- [Exercise requirements]: Copy the stretch of data from the line containing "The client would like the black" through the end of the data, switching "photograph" to "image" and leaving everything else unchanged.

- [Raw records]:
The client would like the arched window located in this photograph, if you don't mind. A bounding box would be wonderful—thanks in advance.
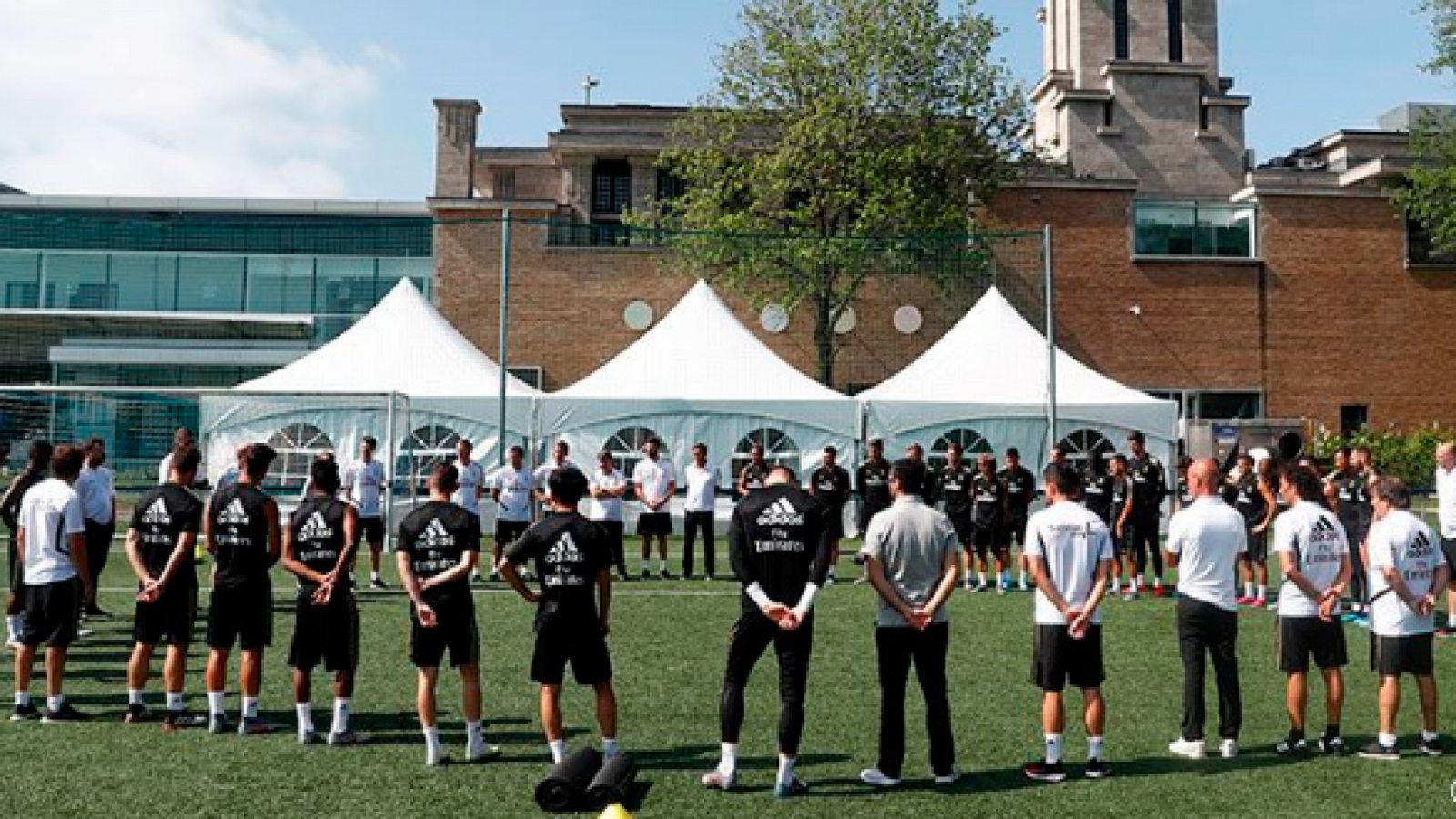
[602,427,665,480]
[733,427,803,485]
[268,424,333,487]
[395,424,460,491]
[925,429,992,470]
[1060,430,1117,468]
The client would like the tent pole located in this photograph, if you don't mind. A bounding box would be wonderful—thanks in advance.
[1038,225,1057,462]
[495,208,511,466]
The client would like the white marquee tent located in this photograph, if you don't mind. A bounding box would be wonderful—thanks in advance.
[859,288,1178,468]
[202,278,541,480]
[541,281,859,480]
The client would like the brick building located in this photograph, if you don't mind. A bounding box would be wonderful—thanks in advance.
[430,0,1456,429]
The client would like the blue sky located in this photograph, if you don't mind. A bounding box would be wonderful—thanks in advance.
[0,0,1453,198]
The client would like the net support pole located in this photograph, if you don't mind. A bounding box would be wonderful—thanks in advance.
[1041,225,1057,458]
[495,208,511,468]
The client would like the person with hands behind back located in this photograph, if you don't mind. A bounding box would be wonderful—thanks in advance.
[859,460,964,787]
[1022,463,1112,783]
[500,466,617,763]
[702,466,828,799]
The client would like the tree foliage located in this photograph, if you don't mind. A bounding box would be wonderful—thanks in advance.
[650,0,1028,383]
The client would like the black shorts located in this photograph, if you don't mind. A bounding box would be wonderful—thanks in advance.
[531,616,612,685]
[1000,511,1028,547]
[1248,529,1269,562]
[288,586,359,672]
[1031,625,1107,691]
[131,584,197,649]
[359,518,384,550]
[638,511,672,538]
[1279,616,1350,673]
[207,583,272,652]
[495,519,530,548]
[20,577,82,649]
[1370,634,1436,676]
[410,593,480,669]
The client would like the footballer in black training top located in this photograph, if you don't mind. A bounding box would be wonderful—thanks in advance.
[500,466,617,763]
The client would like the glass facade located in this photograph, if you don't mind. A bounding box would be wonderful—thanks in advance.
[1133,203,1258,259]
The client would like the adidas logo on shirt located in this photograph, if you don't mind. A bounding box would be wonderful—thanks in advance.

- [Full response]:
The client would like the black shorts located in this image, if you don't mind. A bounding box would be wonderful—thanks in advance.
[531,616,612,685]
[1000,511,1028,547]
[1248,529,1269,562]
[288,586,359,672]
[1031,625,1107,691]
[131,584,197,649]
[359,518,384,550]
[638,511,672,538]
[1279,616,1350,673]
[207,583,272,652]
[495,519,530,548]
[20,577,82,649]
[1370,634,1436,676]
[410,593,480,669]
The client would like the footballer in black training top located in this image, if you don't mind. A bounding box would be wonderful—thanks in advance.
[500,466,617,763]
The client would like the glass facade located in this image, if you don't mind. A bounding box would be wonderful—thanks in advance.
[1133,203,1258,259]
The client would like the adidas logo on shirt located in this image, if you don't mind. A bounding box would be wonderful—thanks in advance.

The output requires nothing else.